O saneamento e abastecimento de água em Barcarena é de responsabilidade da empresa privada Águas de São Francisco, que recebeu a concessão da prefeitura em 2014. O contrato dura 30 anos. A Águas de São Francisco é administrada pela Aegea, que foi criada em 2010 e detém 33% do mercado privado de saneamento básico do Brasil. A empresa tem como maiores acionistas as famílias Vettorazzo e Toledo, de São Paulo, e os demais são fundos de investimento internacionais. A Águas de São Francisco anunciou um investimento de R$ 188,6 milhões, dos quais pelo menos R$ 39,5 milhões foram investidos até junho de 2018.

A empresa possui um laboratório próprio, onde analisa pH, temperatura, ferro, turbidez, cor aparente, coliformes fecais, totais e bactérias heterotróficas. A empresa não respondeu à Pública se há análise e tratamento de metais pesados.

A Águas de São Francisco explica que no sistema Conde Praça é necessário realizar precipitação de alumínio, método usado para retirar o metal da água.

A professora Simone Pereira, que coordena o Laquanam, conhece bem esse cenário de contaminações.

Ela é engenheira química e faz pesquisas em Barcarena há 30 anos, desde quando concluiu seu trabalho de conclusão do curso para ser professora, em 1985. Começou a acompanhar as atividades das mineradoras mais de perto em 2007, quando houve vazamento de quase 300 milhões de litros de caulim, minério usado na produção de papel, cerâmica e tintas, da francesa Imerys. “Nós sempre temos problemas em relação a essas bacias: na época do inverno, são efluentes e, no verão, em relação aos particulados – que são como uma poeira em suspensão”, resume ela.

Diante desse cenário, Simone é taxativa sobre a atividade das indústrias em Barcarena: “Não fazem nenhum tratamento nesse rejeito. Do jeito que saem dos tambores, eles são levados pra cima da bacia, sobem na montanha de rejeitos e depositam lá em cima e compactam esse material. Com o passar do tempo e a desativação da bacia, vão jogar uma capa de solo que não vai impedir que a chuva continue a cair e leve esses metais no ambiente”.

# # # #

● **O QUE FAZER**:
Por favor, continue o texto acima sobre o saneamento e a contaminação em Barcarena, a partir da última frase dele.

● **DADOS REGISTRADOS**:
# # # #

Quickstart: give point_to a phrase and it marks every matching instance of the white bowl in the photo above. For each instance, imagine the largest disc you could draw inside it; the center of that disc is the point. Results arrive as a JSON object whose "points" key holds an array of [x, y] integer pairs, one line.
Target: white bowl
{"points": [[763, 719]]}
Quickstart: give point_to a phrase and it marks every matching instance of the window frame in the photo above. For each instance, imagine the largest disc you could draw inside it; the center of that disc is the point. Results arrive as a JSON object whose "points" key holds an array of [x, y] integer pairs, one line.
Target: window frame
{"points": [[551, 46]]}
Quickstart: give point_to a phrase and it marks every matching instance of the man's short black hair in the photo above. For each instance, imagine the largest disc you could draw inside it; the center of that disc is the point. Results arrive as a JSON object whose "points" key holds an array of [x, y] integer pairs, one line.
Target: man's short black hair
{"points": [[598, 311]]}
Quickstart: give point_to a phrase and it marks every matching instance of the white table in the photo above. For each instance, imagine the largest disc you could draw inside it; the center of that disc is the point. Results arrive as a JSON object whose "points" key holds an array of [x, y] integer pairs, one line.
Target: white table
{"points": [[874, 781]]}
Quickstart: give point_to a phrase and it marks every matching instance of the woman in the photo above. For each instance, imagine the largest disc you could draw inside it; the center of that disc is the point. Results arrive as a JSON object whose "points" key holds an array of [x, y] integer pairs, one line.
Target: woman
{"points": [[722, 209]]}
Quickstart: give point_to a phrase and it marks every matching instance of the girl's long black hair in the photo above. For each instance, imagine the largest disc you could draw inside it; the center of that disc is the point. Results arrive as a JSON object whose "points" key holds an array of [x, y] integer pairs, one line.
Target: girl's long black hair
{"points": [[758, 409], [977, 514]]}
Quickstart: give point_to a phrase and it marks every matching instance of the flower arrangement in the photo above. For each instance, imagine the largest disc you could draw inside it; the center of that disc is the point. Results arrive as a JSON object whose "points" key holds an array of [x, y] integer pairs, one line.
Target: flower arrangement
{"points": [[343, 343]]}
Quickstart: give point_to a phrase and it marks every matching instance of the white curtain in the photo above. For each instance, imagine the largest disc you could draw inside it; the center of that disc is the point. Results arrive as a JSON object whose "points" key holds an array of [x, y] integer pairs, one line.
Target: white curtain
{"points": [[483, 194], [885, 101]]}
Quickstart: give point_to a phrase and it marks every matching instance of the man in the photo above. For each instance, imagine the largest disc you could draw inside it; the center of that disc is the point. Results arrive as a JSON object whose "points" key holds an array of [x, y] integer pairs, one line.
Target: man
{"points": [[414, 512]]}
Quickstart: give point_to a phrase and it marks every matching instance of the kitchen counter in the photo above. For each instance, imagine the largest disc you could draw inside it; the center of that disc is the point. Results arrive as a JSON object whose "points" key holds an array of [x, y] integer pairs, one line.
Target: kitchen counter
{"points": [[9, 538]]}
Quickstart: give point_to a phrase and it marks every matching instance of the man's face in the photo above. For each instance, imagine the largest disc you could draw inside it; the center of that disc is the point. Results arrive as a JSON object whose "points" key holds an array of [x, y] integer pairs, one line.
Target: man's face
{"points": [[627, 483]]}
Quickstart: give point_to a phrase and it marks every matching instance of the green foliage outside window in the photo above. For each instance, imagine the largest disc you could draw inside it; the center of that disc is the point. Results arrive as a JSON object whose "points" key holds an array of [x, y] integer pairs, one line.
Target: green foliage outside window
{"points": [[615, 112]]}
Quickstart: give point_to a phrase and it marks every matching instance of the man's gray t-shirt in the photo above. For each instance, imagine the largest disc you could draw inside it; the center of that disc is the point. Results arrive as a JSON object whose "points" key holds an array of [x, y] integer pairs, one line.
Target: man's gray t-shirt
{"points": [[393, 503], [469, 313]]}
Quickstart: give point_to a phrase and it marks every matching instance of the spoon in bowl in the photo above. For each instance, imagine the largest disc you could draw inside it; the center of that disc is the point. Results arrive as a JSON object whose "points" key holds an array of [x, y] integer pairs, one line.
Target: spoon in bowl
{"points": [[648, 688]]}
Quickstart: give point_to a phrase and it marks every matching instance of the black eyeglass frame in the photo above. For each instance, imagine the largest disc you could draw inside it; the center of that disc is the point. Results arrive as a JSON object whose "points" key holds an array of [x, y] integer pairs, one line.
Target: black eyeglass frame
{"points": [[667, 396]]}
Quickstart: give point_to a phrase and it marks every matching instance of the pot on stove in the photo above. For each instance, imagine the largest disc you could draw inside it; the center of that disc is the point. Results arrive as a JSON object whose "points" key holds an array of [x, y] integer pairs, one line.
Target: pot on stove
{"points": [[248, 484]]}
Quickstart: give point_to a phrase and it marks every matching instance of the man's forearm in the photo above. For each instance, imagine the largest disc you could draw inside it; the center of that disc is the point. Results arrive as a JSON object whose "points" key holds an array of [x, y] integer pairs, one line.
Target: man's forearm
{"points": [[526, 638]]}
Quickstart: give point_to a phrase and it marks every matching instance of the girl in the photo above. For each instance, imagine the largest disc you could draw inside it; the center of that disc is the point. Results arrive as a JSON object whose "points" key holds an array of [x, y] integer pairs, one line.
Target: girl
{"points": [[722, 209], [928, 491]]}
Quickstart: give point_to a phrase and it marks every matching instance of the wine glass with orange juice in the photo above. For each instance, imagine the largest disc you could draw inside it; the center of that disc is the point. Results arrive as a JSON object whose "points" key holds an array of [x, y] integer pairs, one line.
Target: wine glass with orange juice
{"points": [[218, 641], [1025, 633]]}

# # # #

● **RESPOSTA AO PROBLEMA**:
O relatório produzido com base na análise do Laquanam em 2014 indica que uma fábrica de alumina pode gerar entre meia e duas toneladas de lama vermelha para cada tonelada de alumina produzida. O estudo da UFPA mostra que a lama vermelha é formada principalmente por ferrugem, alumina, dióxido de titânio e sílica.

Segundo a Semas, a lama vermelha da Alunorte, que fica abrigada nas bacias DRS1 e DRS2 e foi lavada pelas águas da chuva e descartadas irregularmente no meio ambiente, contém pentóxido de vanádio (elemento tóxico que em contato com o ser humano pode causar irritação nos olhos, pele, nariz e garganta, dificuldade respiratória e náuseas); pentóxido de fósforo (elemento corrosivo que pode causar lesões e queimaduras na pele); dióxido de titânio (que pode causar irritação respiratória, sonolência e vertigem e ter efeitos perigosos prolongados sobre a vida aquática) e cal (que irrita o nariz e a garganta e queima a pele e os olhos).

A Alunorte afirma que seus efluentes não contêm chumbo e que, de acordo com relatório do Ministério da Saúde, não é possível estabelecer correlação direta de contaminação da Alunorte ao meio ambiente. A empresa monitora a presença de metais pesados a cada seis meses e comunica os resultados à Secretaria de Meio Ambiente. A caracterização das cinzas geradas nas caldeiras da Alunorte é feita por ela mesma e, segundo a empresa, a concentração de metais pesados ficou abaixo dos limites nocivos.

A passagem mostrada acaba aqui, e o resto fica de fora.